§ Given passage
· · · · ·
On 8 October 2015, Mandy published her first book, You Can’t Run, through Ebury, an imprint of Penguin Random House. The publication offers a detailed and deeply personal account of her relationship with Jahméne’s father. The foreword was contributed by esteemed author and campaigner Katie Piper.

Mandy is an author, poet, and artist, as well as a photographer. In addition to her creative work, she is a dedicated justice advocate and a recognised media commentator on issues relating to domestic abuse. Her efforts are focused on raising public awareness, influencing policy, and securing support for victims of domestic violence.

In October 2020, Mandy was awarded the British Empire Medal (B.E.M.) in recognition of her outstanding contribution to campaigning against domestic abuse.

==Television ==
===2012: The X Factor===

On 30 May 2012, Douglas auditioned in London for the ninth series of The X Factor. He sang Etta James' "At Last" with a powerful voice in what Louis had stated as a "revelation" and received a yes from each of the judges Louis Walsh, Tulisa, Gary Barlow and Nicole Scherzinger. Douglas managed to advance to judges' houses, where he impressed mentor Nicole Scherzinger with his rendition of David Guetta's "Titanium", thereby making it to the live shows.

On 8 December, he was the first act to make it safely through to the second night of the live finals, along with Arthur.

He finished the competition in second place.

In August 2013, Douglas performed in Indonesia for RCTI's 24th anniversary television special, X Factor Around the World.

==Debut Album Love Never Fails==

On 19 December 2012, it was announced that Douglas had signed a record deal with Sony Music. On 25 January 2013, it was confirmed that he had signed with RCA Records and would be releasing his debut album in May.

It was announced by RCA Records that Douglas' first album would be called Love Never Fails and would be released on 22 July. It debuted at number one in the UK. Douglas also donated all of his profits from the single "Titanium" to the domestic abuse campaigns of the charity Women's Aid. The album features appearances from his X Factor mentor Scherzinger and Stevie Wonder. He released a single from the album, a cover of David Guetta's "Titanium", onto his Vevo account on 12 June 2013.
· · · · ·
§ Given information
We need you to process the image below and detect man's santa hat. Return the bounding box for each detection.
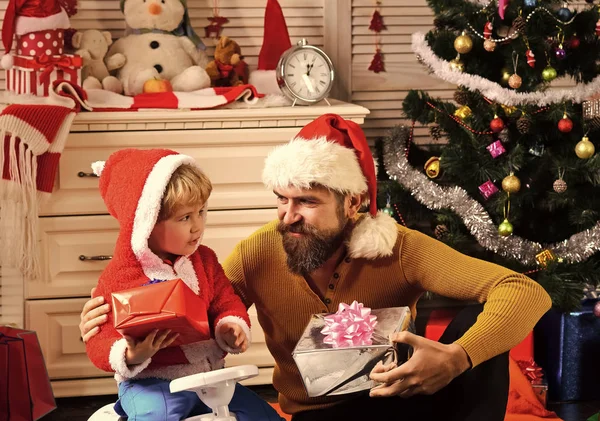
· · · · ·
§ Tasks to carry out
**1.** Can you quote the Jahméne Douglas passage word for word, between "On 8 December, he" and "album in May.", inclusive?
**2.** How would you condense the paragraph of the Jahméne Douglas passage that begins "On 30 May 2012, Douglas auditioned" into a shorter version that keeps its main facts?

§ Task answers
**1.**
On 8 December, he was the first act to make it safely through to the second night of the live finals, along with Arthur.

He finished the competition in second place.

In August 2013, Douglas performed in Indonesia for RCTI's 24th anniversary television special, X Factor Around the World.

==Debut Album Love Never Fails==

On 19 December 2012, it was announced that Douglas had signed a record deal with Sony Music. On 25 January 2013, it was confirmed that he had signed with RCA Records and would be releasing his debut album in May.

**2.** On 30 May 2012, Douglas auditioned in London for the ninth series of The X Factor. He sang Etta James' "At Last," which Louis called a "revelation," and got a yes from all four judges: Louis Walsh, Tulisa, Gary Barlow and Nicole Scherzinger. At judges' houses, his rendition of David Guetta's "Titanium" impressed mentor Nicole Scherzinger and earned him a place in the live shows.